(Text passage Opens)
They're actually former strategy consultants and they look to identify these companies that are not necessarily over earning yet, but they're positioning themselves strategically in a market where one day they will be able to harvest those gains. So think of this as what has happened to the Magnificent 7 over the past decade, but identifying the inflection in earnings growth, which ultimately drove stock prices.
back 10, 15 years ago. So they try to find these companies that had built these modes and then they almost go into to harvest mode where ⁓ it begins flowing ⁓ through into earnings. again, I think even if you're pessimistic from a top down perspective, there will always be pockets of the market. And I think something that we try to do is find those pockets of the market where
someone has identified an inefficiency or someone has an edge and can take a bottoms up perspective because ultimately I think what you're trying to do from an investment perspective is by great businesses that have an opportunity to grow earnings at reasonable prices. ⁓ So always taking that value lens.
Anthony Berg (16:25)
Recently,
Andrew, a lot of the off the charts notes and lot of the news headlines had really been dominated by geopolitics and tensions globally. So maybe you can just quickly touch on your views around tariffs, Middle Eastern conflicts and what that says for markets going forward.
Andrew Sarna (16:43)
Yeah, I'm certainly not a geopolitical strategist, but I mean, do think it's pretty particular or peculiar that again, all this happens in the Middle East and markets don't even react. like oil jumps over the weekend, but by the time the week came around or the work we came around, oil was down. ⁓ So markets are completely fading, which
Over the past 20 years, that has been the right ⁓ answer for markets to ignore the geopolitics and nothing ever really happens. But I mean, who knows, maybe at some point, this is the event that occurs that really does matter. ⁓ So it's tough from an investment perspective. probably I'd be cautious that markets are at all time highs because I feel like there should be some risk of being priced in. And the same really goes for tariffs.
We're going to start seeing the impact of tariffs in the next couple of months. I think it impacts two things. It's either one, we see inflation rise or two corporates have to start eating some of the impact of tariffs and that's going to impact margin. So it's really tough to see the scenario where ⁓ it does not impact markets. Maybe if Trump walks it all back, but
with the recent taco ⁓ rhetoric, which is Trump always chickens out, ⁓ I have a feeling that he ⁓ is not going to want to chicken out because then everyone is just going to double down on that narrative and that's not how he wants to be viewed.
Vanessa Hui (18:25)
I mean, you may not be an official geopolitical strategist, but I think you can give yourself a bit more credit than that. Over the last three and half years, you've synthesized hundreds of data points and charts. And on that note, would you say there's a topic where your views on the theme have changed materially over the years?
(Text passage Closes)
(Data under study Opens)
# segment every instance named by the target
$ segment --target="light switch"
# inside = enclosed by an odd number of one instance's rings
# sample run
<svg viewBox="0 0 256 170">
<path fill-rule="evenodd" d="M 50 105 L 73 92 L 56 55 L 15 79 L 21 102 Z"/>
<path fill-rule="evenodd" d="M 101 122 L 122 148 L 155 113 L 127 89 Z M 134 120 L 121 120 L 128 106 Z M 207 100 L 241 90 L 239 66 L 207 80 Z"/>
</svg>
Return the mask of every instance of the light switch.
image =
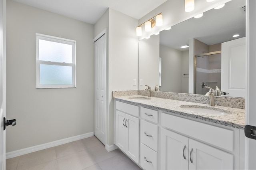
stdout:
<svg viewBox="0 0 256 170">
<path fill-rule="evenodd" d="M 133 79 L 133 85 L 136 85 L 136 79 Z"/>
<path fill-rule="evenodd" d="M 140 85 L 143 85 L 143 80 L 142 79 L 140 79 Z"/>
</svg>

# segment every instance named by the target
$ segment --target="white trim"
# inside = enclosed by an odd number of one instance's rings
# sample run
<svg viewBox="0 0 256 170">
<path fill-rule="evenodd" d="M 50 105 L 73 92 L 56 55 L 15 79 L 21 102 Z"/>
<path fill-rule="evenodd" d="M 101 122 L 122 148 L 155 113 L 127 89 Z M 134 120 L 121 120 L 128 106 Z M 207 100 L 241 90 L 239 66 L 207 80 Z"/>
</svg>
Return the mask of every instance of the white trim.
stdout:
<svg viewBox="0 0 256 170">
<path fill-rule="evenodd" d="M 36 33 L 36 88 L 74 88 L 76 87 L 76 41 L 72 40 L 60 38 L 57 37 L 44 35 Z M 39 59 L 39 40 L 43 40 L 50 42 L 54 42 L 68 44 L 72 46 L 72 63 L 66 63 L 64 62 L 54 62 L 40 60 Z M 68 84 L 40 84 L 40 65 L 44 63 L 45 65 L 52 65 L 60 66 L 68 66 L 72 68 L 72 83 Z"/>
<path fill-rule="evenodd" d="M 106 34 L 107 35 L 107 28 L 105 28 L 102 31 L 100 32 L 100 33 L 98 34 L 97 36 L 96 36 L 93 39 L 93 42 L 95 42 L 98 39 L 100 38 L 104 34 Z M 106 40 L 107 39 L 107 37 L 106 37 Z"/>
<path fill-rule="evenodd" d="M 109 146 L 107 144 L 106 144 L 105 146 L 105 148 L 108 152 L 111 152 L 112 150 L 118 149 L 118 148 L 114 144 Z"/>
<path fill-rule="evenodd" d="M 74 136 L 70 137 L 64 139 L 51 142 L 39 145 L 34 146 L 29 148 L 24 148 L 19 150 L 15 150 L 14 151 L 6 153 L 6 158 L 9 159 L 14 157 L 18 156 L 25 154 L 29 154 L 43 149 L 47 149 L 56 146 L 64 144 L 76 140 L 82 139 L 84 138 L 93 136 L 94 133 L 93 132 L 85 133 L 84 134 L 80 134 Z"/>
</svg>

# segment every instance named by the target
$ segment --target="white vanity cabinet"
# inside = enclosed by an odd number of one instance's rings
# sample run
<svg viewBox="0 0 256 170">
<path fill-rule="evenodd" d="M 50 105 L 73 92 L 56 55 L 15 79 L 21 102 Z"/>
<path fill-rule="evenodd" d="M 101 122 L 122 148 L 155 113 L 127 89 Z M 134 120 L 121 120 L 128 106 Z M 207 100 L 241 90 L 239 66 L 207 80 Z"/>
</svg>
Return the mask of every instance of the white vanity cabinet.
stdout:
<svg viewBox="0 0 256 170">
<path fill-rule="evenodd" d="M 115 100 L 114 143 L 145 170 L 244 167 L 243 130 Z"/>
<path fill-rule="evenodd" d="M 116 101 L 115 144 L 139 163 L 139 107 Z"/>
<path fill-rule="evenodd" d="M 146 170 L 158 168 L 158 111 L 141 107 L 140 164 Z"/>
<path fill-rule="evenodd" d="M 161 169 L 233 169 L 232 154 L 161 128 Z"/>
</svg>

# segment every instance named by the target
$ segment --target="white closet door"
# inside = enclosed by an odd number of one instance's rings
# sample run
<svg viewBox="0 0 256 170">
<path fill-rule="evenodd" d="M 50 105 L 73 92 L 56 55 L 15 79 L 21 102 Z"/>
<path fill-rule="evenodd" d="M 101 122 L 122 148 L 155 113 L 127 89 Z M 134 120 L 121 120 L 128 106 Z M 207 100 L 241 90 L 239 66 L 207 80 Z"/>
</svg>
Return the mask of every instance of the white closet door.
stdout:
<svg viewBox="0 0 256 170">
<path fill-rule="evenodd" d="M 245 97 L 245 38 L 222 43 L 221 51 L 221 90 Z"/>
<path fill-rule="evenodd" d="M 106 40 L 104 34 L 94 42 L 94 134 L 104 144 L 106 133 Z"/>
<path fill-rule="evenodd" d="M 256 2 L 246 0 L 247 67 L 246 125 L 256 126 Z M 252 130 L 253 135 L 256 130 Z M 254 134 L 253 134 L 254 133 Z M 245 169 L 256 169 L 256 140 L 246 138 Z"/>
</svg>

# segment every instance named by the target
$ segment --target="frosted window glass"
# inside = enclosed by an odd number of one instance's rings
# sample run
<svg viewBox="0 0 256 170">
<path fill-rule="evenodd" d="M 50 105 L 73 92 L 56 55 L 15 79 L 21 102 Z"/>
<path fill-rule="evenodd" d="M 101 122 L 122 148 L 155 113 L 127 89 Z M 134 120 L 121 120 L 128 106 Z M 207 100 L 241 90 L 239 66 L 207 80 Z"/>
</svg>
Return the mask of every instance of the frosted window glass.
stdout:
(Data under study Closes)
**What you will do:**
a) Answer these questions from the podcast transcript:
(i) What did oil do over the weekend, and where was it by the time the week came around?
(ii) What two effects of tariffs does Andrew Sarna describe?
(iii) What does Vanessa Hui say Andrew has synthesized over the last three and a half years?
b) Please copy the podcast transcript word for word from "We're going to" to "to be viewed.".
c) Proceed with the podcast transcript from the point where it stops.
None of the entries are needed here.

**Answer set:**
a)
(i) Oil jumped over the weekend, but it was down by the time the week came around.
(ii) Either inflation rises, or corporates have to start absorbing some of the impact of tariffs, which affects their margins.
(iii) Hundreds of data points and charts.

b)
We're going to start seeing the impact of tariffs in the next couple of months. I think it impacts two things. It's either one, we see inflation rise or two corporates have to start eating some of the impact of tariffs and that's going to impact margin. So it's really tough to see the scenario where ⁓ it does not impact markets. Maybe if Trump walks it all back, but
with the recent taco ⁓ rhetoric, which is Trump always chickens out, ⁓ I have a feeling that he ⁓ is not going to want to chicken out because then everyone is just going to double down on that narrative and that's not how he wants to be viewed.

c)
Andrew Sarna (18:46)
Yeah. I think an interesting place or an interesting data point takes me back to sort of post pandemic. So ⁓ as everyone remembers, there was the helicopter money where everyone got free money in the pandemic in the U.S. And something the market was keying on so closely was when will these excess savings
⁓ run out and that was when the economy was going to be begin rolling over. So I remember vividly, there's one single chart that you would get update on update on fairly periodically was savings running out. ⁓ and then eventually savings go into negative and it was like, okay, the end of the world is going to happen. Now is the time for the recession. And here we are, I think two years post those excess savings going negative. And you sort of realize.
that it didn't even matter. Maybe this is a funny view, but ⁓ you can always pick the data, cherry pick the data to tell the story that you want to tell. But I think that the reality of the situation is, that financial markets and the economy, it is so complex that no one ultimately knows what is going to happen. So you can pick
cherry pick the data that you want to tell the narrative and spin that story. But at the end of the day, nobody knows.
Vanessa Hui (20:20)
and you just have to be prepared for all.
Andrew Sarna (20:23)
Exactly. has a crystal ball. know, build your portfolio accordingly.
Vanessa Hui (20:30)
Okay, so we talked about things that kept coming up in Off the Charts. What is something that you're watching or researching right now that has yet to make its debut into Off the Charts, but might soon?
Andrew Sarna (20:42)
The that I'm looking to put some charts together on is private equity. I mean, it's interesting. So private equity was sort of the darling of the past two decades and was the top sort of consensus top performing asset class. ⁓ Now, the question to me is, will that continue to happen? And was maybe fall 40 years of falling interest rates the driver of why private equity is outperformed and what happens if that isn't happening anymore?
And in private equity right now, ⁓ sort of everyone is complaining about the lack of exits. And something Bill Gurley said that has stuck with me is that ⁓ it's not that there's no liquidity in the market. It's just that the owners of these assets have the wrong price for these assets or are over optimistic. They're not willing to sell at the price they can get. Something will something or in a market like this, especially with public equity markets at all time highs.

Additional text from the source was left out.